■ Instructions to follow ■
Without including pictures, set down every record exactly as it stands.

————

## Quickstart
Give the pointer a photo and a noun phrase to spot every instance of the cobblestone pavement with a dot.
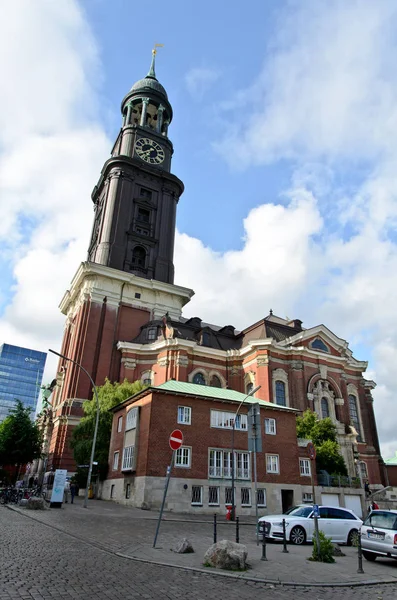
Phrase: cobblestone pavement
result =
(38, 562)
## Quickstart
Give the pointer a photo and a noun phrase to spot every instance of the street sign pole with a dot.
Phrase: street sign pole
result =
(164, 496)
(312, 455)
(175, 441)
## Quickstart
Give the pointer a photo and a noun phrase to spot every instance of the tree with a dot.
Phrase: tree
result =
(322, 432)
(109, 395)
(20, 438)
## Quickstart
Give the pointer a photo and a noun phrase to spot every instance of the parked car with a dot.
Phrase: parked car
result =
(379, 534)
(339, 524)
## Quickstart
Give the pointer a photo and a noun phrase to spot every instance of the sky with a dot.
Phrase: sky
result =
(285, 135)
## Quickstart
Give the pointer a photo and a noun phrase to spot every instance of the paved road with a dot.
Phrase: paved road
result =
(37, 562)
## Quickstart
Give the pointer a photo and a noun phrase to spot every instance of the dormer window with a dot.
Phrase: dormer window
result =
(318, 344)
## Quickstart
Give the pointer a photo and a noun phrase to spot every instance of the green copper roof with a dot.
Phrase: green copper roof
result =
(391, 461)
(215, 393)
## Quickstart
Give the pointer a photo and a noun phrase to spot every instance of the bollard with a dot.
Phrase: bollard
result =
(284, 538)
(263, 557)
(214, 528)
(360, 555)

————

■ Result of this exercise ■
## Quickstart
Give the pointer a photo and a noun phrase to spot every instance of the cobblestone pavement with a dot.
Phrase: cobblestone pavement
result =
(38, 562)
## Quickstart
Give the pointer a photo and a noun phrase to spot every instance of the street sign pole with a dot.
Phrase: street sign pole
result =
(164, 496)
(312, 455)
(175, 441)
## Quickstart
Give the pointer a photo and a noun phrase to spot every instance of the tree with a dot.
Phrase: tree
result =
(322, 432)
(109, 395)
(20, 438)
## Quickstart
Give the pointer a photo and a noun phrase to spot every instance of the parked car with a dot.
Phrase: parked car
result =
(379, 534)
(339, 524)
## Quickstart
Give the pointer a photo and a noun phrase to spot every instance of the sky with a dot.
Phrase: sky
result =
(285, 135)
## Quickstart
Give the pointer a photo and a noun phrase to spot every instance of the paved road with a dot.
Phrase: paved road
result =
(37, 562)
## Quickstart
Give the pointer a photo and a noun phrase to spot every instance of the dormer window with a dot.
Phrase: dormer window
result =
(318, 344)
## Quickstart
Give the pointer a photo and a noun phrase to spot every instance of the green copper roof with a dot.
Phrase: green copper roof
result =
(391, 461)
(215, 393)
## Quickstart
Give the pointer a photo and a noun phrase to spot every instance of the bollard with a dot.
Phrase: bollard
result =
(284, 538)
(263, 557)
(214, 528)
(360, 555)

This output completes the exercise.